## Exercise text:
-*-

Agriculture is the source of 94 per cent of ammonia emissions in Germany. The agriculture sector includes branches of business such as porker production, dairy farming or crop production and is accountable for a number of different environmental impacts. The most serious issue with ammonia in the environment is that it causes acidification and over-fertilisation of sensitive habitats such as forests, bodies of water or wetlands. Ammonia is formed during the decomposition of animal excretions (excrement and urine). Ammonia is present mainly in livestock housing and on fields that are fertilised with manure and slurry. A number of different measures have been taken to reduce ammonia emissions in livestock farming. In pig farming, protein-adapted feed in particular has led to lower ammonia emissions; similar results have been achieved in poultry farming through manure drying.

-*-

(Stored data)

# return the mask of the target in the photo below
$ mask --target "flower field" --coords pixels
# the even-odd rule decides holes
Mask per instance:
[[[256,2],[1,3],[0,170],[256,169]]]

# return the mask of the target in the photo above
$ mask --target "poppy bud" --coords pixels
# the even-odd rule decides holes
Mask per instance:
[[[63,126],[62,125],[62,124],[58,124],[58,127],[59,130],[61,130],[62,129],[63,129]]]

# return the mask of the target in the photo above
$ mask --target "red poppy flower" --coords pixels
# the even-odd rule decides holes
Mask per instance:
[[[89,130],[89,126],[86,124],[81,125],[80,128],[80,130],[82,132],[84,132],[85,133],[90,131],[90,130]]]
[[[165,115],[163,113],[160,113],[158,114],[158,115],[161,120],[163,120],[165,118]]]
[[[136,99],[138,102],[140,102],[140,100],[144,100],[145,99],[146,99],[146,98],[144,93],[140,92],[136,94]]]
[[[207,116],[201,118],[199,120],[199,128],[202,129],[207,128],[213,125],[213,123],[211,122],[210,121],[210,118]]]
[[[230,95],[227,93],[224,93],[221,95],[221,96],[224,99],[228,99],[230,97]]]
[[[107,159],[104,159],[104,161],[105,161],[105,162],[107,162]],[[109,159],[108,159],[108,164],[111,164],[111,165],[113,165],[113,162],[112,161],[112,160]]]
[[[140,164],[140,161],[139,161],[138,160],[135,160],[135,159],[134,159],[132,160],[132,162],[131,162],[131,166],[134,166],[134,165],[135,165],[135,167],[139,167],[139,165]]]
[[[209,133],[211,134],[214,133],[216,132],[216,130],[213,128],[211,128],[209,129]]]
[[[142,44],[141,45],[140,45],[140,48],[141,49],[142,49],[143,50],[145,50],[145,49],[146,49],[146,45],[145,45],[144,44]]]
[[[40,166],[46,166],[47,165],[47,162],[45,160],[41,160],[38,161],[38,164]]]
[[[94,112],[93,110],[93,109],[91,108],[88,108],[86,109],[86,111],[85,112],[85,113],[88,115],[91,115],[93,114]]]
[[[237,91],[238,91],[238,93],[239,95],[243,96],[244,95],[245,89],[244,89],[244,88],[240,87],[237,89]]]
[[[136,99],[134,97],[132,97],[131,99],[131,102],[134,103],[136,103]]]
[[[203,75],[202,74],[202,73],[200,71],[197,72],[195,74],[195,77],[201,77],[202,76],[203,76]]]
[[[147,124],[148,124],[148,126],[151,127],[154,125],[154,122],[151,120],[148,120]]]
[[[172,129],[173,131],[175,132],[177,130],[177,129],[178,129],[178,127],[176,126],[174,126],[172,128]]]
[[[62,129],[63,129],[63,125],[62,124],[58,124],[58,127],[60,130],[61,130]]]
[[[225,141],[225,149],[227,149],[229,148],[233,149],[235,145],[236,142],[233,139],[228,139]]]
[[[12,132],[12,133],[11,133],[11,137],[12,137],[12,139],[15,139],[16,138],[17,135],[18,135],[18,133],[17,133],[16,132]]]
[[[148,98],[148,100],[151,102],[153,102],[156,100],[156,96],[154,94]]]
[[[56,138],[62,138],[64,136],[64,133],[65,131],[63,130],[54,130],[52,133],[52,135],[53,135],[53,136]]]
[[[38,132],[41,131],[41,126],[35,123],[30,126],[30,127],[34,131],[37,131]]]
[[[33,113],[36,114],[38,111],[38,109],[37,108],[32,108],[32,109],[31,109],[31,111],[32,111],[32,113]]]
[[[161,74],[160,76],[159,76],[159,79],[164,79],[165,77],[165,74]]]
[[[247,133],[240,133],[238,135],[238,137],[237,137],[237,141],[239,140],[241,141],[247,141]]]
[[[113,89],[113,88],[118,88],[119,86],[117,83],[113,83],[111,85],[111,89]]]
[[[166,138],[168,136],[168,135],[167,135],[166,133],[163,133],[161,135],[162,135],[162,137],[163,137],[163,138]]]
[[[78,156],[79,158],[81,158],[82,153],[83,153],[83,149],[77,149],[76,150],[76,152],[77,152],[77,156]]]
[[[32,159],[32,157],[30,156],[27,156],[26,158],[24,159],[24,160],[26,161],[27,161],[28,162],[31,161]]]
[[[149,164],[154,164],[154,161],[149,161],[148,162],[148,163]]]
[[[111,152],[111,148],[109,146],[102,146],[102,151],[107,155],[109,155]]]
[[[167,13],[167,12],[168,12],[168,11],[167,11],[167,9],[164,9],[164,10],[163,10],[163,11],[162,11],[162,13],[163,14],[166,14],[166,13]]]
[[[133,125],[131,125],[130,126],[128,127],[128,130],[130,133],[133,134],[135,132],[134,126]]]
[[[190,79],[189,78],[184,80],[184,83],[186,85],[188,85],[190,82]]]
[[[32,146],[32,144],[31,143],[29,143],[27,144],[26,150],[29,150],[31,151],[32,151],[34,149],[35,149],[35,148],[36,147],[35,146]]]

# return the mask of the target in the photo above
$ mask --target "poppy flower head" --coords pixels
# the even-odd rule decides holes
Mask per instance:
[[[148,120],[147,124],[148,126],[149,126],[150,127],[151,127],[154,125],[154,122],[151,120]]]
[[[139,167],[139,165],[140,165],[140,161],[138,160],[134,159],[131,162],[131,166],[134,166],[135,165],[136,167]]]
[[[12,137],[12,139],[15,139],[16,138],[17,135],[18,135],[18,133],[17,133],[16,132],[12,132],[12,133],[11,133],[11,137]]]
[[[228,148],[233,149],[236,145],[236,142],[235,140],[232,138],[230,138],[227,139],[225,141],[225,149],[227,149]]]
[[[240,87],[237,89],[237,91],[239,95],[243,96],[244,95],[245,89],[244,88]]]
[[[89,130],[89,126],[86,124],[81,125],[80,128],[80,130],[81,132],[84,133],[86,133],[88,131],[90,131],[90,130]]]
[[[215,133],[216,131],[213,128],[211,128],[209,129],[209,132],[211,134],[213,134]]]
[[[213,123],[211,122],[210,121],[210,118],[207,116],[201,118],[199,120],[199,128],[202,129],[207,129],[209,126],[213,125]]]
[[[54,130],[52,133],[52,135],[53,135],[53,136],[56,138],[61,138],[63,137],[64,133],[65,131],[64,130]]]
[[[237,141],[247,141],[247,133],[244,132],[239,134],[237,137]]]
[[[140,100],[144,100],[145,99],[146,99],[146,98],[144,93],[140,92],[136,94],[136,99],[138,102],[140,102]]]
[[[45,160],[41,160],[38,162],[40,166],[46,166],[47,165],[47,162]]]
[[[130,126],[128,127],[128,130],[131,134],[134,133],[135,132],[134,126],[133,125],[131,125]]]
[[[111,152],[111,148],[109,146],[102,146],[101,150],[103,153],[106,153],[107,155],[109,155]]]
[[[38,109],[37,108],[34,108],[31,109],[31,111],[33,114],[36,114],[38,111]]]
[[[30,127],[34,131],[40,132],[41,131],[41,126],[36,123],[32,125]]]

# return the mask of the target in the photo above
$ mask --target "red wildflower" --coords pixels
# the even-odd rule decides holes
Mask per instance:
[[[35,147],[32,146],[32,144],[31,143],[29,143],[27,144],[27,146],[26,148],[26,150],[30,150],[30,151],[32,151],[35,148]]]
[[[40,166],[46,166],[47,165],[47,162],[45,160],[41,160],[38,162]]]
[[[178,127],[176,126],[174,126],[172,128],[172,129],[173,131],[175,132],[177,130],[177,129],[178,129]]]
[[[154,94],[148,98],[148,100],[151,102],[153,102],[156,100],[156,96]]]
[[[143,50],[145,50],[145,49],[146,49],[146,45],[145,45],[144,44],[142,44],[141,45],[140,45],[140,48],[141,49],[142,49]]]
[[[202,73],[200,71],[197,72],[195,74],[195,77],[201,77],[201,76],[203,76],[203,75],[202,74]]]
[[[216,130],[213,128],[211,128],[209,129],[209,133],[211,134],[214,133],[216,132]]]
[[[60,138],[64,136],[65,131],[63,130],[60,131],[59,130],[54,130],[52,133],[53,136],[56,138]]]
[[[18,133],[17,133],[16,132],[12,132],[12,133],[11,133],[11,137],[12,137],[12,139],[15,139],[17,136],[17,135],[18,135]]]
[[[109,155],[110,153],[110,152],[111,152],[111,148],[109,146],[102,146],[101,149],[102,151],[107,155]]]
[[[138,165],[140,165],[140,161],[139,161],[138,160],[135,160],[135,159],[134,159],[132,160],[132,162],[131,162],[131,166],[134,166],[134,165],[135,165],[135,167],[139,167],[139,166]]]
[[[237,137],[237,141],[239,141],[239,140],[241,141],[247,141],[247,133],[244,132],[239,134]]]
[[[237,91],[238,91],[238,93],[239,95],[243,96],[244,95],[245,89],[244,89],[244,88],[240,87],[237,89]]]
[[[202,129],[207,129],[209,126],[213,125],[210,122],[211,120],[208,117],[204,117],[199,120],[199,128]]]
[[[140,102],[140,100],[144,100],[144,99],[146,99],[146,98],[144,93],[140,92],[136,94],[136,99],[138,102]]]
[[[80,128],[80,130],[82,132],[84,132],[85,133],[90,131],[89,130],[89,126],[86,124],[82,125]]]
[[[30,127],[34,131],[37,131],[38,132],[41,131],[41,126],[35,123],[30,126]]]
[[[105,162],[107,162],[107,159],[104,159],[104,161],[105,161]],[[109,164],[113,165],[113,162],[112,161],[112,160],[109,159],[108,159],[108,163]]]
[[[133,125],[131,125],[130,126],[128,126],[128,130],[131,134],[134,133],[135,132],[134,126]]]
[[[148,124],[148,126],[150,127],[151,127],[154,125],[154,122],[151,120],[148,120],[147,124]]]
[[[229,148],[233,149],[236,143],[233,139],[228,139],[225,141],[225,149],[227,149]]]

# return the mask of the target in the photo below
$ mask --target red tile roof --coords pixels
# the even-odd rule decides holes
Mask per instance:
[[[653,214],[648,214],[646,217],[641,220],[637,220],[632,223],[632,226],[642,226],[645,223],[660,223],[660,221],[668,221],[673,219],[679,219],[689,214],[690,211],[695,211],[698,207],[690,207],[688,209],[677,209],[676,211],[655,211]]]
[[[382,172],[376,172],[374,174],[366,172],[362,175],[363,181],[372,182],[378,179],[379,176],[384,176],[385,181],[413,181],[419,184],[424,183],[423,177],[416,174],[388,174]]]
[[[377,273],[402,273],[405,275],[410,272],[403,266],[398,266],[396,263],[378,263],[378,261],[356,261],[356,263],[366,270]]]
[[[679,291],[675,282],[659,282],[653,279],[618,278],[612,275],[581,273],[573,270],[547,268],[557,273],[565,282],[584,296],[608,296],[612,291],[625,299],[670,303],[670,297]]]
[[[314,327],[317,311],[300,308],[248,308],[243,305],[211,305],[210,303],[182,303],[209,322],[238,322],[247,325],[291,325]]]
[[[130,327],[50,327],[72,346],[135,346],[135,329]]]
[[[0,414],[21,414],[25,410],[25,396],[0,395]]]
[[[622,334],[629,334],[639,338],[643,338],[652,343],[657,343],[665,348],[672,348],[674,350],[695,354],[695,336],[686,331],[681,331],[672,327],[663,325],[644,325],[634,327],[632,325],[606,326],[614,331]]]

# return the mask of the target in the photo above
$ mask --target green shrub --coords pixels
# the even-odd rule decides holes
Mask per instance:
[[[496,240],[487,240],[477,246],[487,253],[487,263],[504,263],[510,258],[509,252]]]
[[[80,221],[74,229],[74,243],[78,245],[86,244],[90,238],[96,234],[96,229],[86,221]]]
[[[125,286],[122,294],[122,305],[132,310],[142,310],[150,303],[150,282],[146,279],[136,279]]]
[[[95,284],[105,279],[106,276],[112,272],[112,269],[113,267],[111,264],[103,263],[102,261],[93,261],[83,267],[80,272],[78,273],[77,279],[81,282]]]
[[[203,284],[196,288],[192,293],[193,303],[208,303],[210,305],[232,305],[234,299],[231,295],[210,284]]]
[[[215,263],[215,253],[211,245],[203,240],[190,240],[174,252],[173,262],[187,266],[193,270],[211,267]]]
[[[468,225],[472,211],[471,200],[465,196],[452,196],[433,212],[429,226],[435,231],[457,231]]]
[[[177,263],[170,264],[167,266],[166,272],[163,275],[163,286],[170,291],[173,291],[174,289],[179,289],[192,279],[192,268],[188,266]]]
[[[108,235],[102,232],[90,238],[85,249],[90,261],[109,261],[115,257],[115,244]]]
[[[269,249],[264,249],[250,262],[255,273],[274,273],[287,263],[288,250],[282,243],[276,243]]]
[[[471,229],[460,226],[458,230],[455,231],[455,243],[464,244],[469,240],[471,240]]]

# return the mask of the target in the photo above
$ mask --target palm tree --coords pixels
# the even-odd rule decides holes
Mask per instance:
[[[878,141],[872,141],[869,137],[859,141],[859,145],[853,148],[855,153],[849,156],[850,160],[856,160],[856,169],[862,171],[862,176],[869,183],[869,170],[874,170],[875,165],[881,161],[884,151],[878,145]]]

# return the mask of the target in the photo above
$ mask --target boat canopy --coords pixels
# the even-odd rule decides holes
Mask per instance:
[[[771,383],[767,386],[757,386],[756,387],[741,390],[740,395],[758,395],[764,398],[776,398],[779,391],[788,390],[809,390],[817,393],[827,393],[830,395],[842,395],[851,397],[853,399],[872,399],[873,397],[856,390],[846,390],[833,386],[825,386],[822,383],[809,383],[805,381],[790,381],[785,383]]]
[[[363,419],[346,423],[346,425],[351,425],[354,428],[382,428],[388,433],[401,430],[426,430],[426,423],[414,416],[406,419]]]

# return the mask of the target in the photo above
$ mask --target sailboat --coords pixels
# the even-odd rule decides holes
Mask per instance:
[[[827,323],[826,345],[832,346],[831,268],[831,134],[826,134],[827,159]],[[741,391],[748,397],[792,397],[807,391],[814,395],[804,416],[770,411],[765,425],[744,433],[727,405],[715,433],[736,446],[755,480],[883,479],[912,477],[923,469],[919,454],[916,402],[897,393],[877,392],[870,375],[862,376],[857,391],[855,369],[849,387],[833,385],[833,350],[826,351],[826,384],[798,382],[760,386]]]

-*-

## Activity 1:
In the passage on ammonia emissions, which sensitive habitats are named as suffering acidification and over-fertilization?
## Activity 2:
Print the passage on ammonia emissions from "Agriculture is the" to "through manure drying.".
## Activity 3:
Proceed with the passage on ammonia emissions, picking up after its last sentence.
The listing has nothing to do with the passage on ammonia emissions.

## Written response 1:
Forests, bodies of water, and wetlands.

## Written response 2:
Agriculture is the source of 94 per cent of ammonia emissions in Germany. The agriculture sector includes branches of business such as porker production, dairy farming or crop production and is accountable for a number of different environmental impacts. The most serious issue with ammonia in the environment is that it causes acidification and over-fertilisation of sensitive habitats such as forests, bodies of water or wetlands. Ammonia is formed during the decomposition of animal excretions (excrement and urine). Ammonia is present mainly in livestock housing and on fields that are fertilised with manure and slurry. A number of different measures have been taken to reduce ammonia emissions in livestock farming. In pig farming, protein-adapted feed in particular has led to lower ammonia emissions; similar results have been achieved in poultry farming through manure drying.

## Written response 3:
In 2010 the Federal Government established a threshold value for ammonia emissions of 550 kilotonnes per year. For some agriculture enterprises an ammonia threshold has been set at ten tonnes per year. Enterprises must report any exceedances of this level. This applies to e.g. farms that have a minimum capacity of 40,000 for poultry, a minimum of 2,000 (over 30 kilogrammes) for porkers or a minimum of 750 pigsties for sows. If a farm exceeds the emissions threshold of a pollutant, this information is disclosed on Thru.de.

More than 200 exceedances in 2010

In 2010 there were 203 farms in intensive poultry production alone which exceeded the threshold value for ammonia. That figure has hovered at around 200 for the last three years. The vast majority of the farms (85) are in Lower Saxony, followed by Saxony-Anhalt (30), Bavaria (17), Mecklenburg-Western Pomerania (15), Saxony (14), Brandenburg (12) and Thuringia (11). The map below clearly shows the concentration of these farms in the northwest region of Lower Saxony, in Saxony-Anhalt – including northwestern Saxony – and in eastern Bavaria. The distribution of farms is more balanced in the other federal states.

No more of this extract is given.